Page:

****

OSPF should not reconverge because of BGP flapping per your described config
though.
 

Scott Morris, CCIE4 (R&S/ISP-Dial/Security/Service Provider) #4713, JNCIE-M
#153, JNCIS-ER, CISSP, et al.
CCSI/JNCI-M/JNCI-ER
VP - Technical Training - IPexpert, Inc.
IPexpert Sr. Technical Instructor

A Cisco Learning Partner - We Accept Learning Credits!

smorris@ipexpert.com

 

Telephone: +1.810.326.1444
Fax: +1.810.454.0130
http://www.ipexpert.com

 

  _____

From: ccie ccie [mailto:cciefun@gmail.com]
Sent: Saturday, December 08, 2007 3:07 AM
To: smorris@ipexpert.com
Cc: Cisco certification
Subject: Re: Real world Scnario...Need Help...Lossing $$$

Hi Scott,
 
  Thanks for your reply. I cant do "debug ip rpouting"
 
1. Because we have lots of OSPF routes in the routing table.

****

Direction A: Transcribe the message from "Scott Morris, CCIE4" down to "- IPexpert, Inc.".
Direction B: Translate this sentence from the message into Spanish: "OSPF should not reconverge because of BGP flapping per your described config though."

****

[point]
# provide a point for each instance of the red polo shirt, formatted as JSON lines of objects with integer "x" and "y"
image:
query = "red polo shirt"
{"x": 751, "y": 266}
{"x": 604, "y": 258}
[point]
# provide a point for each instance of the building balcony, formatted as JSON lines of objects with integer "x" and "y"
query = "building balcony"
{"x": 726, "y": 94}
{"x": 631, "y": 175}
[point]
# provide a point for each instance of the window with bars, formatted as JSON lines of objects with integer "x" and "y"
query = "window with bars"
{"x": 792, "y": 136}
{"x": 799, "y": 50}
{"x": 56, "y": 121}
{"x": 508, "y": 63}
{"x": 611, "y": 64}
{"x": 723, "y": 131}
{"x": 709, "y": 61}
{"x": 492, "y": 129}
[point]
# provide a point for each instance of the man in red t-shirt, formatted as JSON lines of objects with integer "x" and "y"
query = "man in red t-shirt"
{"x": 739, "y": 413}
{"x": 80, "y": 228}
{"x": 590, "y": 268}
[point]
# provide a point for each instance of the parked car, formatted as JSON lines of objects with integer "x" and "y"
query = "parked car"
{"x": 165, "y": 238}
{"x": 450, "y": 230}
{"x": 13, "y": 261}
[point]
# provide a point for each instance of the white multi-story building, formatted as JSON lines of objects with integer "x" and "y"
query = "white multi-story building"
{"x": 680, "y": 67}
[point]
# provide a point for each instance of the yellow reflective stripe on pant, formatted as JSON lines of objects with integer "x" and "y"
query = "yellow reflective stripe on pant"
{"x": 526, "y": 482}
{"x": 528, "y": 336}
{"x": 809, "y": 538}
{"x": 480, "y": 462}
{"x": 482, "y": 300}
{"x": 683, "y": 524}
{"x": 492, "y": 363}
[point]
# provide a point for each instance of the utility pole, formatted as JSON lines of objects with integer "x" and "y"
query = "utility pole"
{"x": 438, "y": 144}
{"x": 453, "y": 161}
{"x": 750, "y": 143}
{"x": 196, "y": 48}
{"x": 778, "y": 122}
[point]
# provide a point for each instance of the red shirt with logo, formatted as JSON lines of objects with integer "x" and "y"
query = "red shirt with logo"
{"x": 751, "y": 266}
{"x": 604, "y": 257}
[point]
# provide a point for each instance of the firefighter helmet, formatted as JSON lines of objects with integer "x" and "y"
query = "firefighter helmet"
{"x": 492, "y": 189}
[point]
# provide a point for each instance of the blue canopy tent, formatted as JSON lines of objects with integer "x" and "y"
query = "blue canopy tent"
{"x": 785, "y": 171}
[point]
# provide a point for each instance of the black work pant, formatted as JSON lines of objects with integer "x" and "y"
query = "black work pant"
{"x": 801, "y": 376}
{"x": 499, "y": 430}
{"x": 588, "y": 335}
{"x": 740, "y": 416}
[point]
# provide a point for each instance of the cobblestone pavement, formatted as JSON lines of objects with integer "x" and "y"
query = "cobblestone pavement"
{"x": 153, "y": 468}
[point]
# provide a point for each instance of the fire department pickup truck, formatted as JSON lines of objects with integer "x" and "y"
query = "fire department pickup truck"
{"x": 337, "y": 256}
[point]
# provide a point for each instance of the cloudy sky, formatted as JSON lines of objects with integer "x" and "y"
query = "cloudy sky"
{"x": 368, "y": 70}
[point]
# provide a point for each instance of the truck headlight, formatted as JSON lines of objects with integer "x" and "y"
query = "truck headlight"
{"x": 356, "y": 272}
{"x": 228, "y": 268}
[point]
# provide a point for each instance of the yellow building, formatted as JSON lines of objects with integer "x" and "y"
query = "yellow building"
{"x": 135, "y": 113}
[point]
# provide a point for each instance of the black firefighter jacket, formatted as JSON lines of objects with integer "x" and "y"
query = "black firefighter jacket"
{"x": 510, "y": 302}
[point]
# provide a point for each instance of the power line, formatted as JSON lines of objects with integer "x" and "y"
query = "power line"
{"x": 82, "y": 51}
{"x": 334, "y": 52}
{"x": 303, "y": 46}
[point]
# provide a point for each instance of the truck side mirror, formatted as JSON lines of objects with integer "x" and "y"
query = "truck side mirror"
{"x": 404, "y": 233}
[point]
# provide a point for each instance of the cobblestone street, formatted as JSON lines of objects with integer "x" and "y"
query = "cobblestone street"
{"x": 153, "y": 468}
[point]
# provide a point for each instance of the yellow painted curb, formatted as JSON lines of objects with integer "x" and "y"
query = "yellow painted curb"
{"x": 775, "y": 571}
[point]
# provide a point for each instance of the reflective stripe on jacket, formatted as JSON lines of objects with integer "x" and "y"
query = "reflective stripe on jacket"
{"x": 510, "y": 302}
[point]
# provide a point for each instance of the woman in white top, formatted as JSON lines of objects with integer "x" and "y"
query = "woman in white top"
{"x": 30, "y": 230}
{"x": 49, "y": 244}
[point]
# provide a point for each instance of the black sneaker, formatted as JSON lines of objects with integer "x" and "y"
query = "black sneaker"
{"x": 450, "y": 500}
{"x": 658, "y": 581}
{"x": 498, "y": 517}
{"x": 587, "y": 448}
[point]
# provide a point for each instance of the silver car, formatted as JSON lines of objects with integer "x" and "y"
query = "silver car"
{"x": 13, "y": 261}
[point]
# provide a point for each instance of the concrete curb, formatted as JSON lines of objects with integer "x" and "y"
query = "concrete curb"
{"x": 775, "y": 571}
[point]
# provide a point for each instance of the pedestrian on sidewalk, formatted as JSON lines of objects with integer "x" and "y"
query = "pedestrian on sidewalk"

****

Final answer A:
Scott Morris, CCIE4 (R&S/ISP-Dial/Security/Service Provider) #4713, JNCIE-M
#153, JNCIS-ER, CISSP, et al.
CCSI/JNCI-M/JNCI-ER
VP - Technical Training - IPexpert, Inc.

Final answer B: Sin embargo, según la configuración que describiste, OSPF no debería reconvergir debido a las oscilaciones de BGP.